--- SOURCE EXCERPT ---
== == ==

For the fourth quarter ended December 31, 2010, the Company reported revenue of $100.4 million, a sequential quarter increase of $1.1 million from the third quarter of 2010 and a year-on-year decrease of $4.6 million from the fourth quarter of 2009.
On a GAAP basis, the Company reported a GAAP net loss for the quarter of $2.6 million or ($0.04) per share. This includes restructuring expense of $1.9 million or $0.03 per share. Excluding restructuring fourth quarter net loss was $671,000 or ($0.01) per share
Non-GAAP adjusted earnings for the fourth quarter was $1.6 million or $0.03 per share. The Company defines non-GAAP earnings as GAAP net income excluding merger, restructuring and related costs, stock-based compensation and amortization of acquisition-related intangible assets. Please see the section of this release entitled “Non-GAAP Financial Measures” and the attached table for details and reconciliations of this measure to the comparable GAAP measure.
“The fourth quarter came in as we expected with a short-term slowdown from our largest client,” continued Cowan. “Despite this headwind, we ramped our new account wins, strengthened our pipeline of new business, and continued to generate market demand for our GeoFluent real time translation technology. These achievements give us added confidence that we will accelerate revenue and profit in 2011.”
The Company reaffirmed its revenue expectations for the first quarter of 2011 with estimated revenue of $98 million to $102 million. Lionbridge also stated it expects sequential quarter and year-on-year growth in Q2 and strengthening further in the second half of 2011. The Company also reiterated its expectations for FY 2011 revenue growth of 5-10% with further growth in profitability.

== == ==

--- REQUIREMENT A ---
Which rows below contain the word "wheel"? Copy each of them out in full.

== == ==

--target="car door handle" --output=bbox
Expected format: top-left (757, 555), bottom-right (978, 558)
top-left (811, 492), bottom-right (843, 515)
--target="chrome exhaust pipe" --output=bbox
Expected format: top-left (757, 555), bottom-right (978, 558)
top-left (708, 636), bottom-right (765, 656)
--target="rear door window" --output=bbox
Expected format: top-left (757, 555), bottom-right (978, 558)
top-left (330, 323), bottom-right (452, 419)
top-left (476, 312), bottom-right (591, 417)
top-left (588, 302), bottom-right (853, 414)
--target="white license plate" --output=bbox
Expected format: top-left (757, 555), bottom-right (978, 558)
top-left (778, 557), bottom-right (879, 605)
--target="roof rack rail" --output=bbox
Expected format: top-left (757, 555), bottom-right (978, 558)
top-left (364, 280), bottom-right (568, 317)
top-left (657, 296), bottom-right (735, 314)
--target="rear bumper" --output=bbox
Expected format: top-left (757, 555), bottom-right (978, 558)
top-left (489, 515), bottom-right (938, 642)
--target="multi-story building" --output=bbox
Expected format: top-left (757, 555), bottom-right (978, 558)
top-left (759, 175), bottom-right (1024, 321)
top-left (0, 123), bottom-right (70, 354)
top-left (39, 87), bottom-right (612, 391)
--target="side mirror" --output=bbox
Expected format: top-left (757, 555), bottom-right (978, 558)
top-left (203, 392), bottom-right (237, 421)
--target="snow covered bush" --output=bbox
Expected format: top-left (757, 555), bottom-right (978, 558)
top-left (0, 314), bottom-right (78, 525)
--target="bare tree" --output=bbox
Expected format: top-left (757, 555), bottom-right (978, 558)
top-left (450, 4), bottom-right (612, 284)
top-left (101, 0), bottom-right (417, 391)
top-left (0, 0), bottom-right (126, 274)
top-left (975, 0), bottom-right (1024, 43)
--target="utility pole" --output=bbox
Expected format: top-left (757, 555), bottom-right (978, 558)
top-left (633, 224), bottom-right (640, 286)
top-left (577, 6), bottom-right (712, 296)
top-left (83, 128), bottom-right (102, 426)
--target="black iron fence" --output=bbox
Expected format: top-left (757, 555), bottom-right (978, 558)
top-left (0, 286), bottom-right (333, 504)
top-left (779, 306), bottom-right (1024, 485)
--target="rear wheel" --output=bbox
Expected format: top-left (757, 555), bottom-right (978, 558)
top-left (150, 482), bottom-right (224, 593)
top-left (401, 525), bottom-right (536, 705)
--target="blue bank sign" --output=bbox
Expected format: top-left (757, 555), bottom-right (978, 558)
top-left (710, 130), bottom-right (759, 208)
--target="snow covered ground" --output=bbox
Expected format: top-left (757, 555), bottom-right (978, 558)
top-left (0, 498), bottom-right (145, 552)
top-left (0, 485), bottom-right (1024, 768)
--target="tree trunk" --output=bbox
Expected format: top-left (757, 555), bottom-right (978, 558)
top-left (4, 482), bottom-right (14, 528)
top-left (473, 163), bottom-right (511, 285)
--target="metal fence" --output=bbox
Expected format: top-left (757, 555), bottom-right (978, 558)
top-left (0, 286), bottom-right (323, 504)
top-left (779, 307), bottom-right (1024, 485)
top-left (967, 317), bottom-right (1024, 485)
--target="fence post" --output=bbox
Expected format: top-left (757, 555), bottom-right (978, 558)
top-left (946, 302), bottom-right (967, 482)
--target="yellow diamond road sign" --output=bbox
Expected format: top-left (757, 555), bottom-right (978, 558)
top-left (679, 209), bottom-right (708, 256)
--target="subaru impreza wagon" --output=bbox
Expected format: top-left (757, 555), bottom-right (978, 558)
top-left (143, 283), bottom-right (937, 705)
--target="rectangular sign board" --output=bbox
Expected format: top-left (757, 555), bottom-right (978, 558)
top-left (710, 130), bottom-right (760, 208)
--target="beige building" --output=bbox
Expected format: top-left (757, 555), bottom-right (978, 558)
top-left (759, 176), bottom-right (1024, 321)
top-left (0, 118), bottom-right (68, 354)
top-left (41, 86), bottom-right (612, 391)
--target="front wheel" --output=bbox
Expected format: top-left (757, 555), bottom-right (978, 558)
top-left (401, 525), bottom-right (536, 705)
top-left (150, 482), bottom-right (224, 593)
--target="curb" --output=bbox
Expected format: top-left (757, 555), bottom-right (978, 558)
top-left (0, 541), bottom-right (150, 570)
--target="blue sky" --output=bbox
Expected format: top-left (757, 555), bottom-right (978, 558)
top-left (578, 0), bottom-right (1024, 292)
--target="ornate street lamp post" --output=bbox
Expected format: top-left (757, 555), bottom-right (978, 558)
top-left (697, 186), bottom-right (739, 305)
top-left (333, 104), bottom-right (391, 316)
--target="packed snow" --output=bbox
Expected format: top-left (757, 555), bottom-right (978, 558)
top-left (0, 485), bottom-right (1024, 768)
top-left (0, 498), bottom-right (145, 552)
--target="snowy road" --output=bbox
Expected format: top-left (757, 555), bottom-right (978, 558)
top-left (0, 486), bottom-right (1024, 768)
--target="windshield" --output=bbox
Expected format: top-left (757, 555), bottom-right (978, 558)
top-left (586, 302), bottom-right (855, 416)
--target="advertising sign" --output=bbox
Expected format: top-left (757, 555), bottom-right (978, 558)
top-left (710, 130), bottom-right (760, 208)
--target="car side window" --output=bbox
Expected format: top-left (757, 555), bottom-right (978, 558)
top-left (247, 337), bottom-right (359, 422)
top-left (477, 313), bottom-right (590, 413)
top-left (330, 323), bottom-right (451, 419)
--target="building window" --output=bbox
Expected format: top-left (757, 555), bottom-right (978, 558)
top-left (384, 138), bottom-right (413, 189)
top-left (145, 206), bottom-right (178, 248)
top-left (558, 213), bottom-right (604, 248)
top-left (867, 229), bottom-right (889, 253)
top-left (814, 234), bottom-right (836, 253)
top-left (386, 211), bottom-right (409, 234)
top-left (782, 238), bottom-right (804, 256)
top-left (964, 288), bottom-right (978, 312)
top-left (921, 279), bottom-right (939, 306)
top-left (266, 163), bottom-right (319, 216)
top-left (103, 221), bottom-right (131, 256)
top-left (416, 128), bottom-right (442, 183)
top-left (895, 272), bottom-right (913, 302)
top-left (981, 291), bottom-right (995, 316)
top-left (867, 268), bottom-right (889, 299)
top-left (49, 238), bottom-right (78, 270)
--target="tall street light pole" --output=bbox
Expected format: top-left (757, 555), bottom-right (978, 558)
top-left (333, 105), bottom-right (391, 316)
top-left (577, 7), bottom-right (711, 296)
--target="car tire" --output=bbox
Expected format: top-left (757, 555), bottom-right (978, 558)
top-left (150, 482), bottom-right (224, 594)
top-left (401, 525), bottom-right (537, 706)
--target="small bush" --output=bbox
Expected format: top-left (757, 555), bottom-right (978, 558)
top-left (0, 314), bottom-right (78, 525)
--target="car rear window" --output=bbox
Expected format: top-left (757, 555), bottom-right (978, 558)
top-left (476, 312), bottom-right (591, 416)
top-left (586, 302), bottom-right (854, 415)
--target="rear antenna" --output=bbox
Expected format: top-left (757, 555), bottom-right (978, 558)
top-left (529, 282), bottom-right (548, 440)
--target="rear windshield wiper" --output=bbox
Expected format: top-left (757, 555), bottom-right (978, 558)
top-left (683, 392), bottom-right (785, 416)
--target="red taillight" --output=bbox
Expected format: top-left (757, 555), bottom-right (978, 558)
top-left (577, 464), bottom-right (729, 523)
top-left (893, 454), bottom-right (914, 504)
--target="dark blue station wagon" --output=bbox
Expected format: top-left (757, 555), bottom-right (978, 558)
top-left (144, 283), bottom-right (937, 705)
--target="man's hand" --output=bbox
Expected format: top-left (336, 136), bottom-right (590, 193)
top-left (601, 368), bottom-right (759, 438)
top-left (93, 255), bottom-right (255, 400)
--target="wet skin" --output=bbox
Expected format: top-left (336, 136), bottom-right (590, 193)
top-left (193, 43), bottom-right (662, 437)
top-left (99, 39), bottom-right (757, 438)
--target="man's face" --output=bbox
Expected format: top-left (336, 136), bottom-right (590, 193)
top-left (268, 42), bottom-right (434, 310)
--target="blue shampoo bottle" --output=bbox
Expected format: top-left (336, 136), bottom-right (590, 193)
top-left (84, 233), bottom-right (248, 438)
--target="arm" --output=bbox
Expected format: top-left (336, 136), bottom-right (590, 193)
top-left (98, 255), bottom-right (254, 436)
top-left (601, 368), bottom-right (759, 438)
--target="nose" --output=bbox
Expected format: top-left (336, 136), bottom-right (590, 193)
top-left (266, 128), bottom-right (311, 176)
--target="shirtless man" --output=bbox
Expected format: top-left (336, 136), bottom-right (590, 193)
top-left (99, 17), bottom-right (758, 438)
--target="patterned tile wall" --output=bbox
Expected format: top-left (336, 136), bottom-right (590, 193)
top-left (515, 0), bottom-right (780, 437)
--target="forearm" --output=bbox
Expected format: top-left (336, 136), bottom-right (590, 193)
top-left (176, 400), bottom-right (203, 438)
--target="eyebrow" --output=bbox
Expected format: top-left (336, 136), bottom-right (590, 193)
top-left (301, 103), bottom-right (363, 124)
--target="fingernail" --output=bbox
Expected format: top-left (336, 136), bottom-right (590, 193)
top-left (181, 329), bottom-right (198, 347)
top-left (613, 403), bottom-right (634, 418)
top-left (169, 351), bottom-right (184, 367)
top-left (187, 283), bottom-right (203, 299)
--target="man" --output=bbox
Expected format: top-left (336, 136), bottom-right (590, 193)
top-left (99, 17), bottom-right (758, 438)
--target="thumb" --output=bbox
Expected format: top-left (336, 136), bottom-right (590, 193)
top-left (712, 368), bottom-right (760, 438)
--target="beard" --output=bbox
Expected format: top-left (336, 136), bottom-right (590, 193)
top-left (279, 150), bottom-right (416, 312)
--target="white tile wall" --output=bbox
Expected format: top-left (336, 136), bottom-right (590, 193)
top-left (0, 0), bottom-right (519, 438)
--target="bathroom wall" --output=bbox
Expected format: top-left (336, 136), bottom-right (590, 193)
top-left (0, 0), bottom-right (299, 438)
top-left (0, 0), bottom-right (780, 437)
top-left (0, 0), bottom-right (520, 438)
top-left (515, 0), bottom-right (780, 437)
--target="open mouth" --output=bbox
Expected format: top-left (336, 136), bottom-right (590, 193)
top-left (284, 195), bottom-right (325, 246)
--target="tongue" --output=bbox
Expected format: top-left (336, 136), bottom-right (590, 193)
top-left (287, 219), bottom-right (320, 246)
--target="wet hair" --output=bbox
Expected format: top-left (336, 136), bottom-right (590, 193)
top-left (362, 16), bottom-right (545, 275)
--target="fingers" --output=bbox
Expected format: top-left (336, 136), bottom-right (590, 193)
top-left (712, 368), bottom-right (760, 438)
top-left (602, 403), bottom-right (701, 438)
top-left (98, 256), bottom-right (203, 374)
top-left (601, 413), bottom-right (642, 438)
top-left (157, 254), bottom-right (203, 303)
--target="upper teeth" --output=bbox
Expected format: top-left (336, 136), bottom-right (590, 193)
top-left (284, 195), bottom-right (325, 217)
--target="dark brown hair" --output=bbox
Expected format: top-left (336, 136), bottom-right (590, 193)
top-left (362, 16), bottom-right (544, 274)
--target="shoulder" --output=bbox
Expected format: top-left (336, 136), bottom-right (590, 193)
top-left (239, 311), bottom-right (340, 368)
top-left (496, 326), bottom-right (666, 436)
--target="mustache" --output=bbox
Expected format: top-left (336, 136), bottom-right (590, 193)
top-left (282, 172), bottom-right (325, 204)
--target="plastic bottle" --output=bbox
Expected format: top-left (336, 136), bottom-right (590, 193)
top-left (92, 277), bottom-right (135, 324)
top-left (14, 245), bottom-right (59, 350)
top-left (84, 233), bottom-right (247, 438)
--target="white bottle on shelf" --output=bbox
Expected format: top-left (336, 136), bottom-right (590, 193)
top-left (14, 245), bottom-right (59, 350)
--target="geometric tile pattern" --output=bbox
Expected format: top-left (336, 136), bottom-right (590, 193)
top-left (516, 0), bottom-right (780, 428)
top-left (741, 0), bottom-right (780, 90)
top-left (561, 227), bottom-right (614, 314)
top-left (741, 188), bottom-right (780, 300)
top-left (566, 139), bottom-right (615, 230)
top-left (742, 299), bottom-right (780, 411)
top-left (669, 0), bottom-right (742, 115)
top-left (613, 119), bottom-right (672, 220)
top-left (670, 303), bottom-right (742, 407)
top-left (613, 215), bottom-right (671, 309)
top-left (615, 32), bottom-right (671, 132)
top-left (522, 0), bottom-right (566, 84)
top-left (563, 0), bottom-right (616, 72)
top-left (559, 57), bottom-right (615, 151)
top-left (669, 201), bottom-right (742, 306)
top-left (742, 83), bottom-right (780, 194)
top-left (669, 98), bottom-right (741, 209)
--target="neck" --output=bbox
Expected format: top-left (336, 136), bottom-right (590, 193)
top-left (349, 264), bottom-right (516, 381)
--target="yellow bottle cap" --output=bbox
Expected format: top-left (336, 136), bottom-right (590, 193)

== == ==

--- REQUIREMENT B ---
In the earnings excerpt above, what revenue range did the Company estimate for the first quarter of 2011?

--- EXERCISE ANSWER A ---
--target="rear wheel" --output=bbox
--target="front wheel" --output=bbox

--- EXERCISE ANSWER B ---
$98 million to $102 million.